[Opening Reading passage section]

Am I a writer

I write for a living.

I write for fun.

But am I a writer yet?

I don’t feel like I am and yet I have a problem trying to improve myself as a writer.

I finally took the time today to go through the MANY saved pins on my Pinterest Writing board. I love what I am finding.

Story outlines, resources, tips, encouragement, everything is there for me.

Yet, I cannot make myself use it.

I feel like I am starting in the middle of something. I do not feel like I’m on the Go space. I feel like there is so much more I have to go through before I am worthy of all this new gold mine of information. I feel like I have not dug far enough.

A shout out to the Eva Deverell and Lady Writers League (Eva Deverell: http://eadeverell.com The Lady Writers League: http://ladywritersleague.com). I just signed up for her emails and I already love her work to help writers flourish.

[Closing Reading passage section]
[Opening Records provided section]

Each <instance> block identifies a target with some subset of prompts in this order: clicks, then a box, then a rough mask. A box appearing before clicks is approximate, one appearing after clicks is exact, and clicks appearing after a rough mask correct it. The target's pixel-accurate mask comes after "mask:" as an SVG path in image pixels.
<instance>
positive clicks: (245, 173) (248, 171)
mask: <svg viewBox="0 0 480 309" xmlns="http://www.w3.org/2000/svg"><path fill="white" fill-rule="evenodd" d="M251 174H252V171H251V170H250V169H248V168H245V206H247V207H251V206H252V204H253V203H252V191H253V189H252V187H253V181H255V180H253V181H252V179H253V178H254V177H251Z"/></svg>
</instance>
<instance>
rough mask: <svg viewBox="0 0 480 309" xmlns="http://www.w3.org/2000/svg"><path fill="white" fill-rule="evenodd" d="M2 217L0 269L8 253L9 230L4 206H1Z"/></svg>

[Closing Records provided section]

→ **Exercise**: In the blog post titled "Am I a writer," which Pinterest board holds the many saved pins that the author went through?

→ **Worked solution**: The Writing board.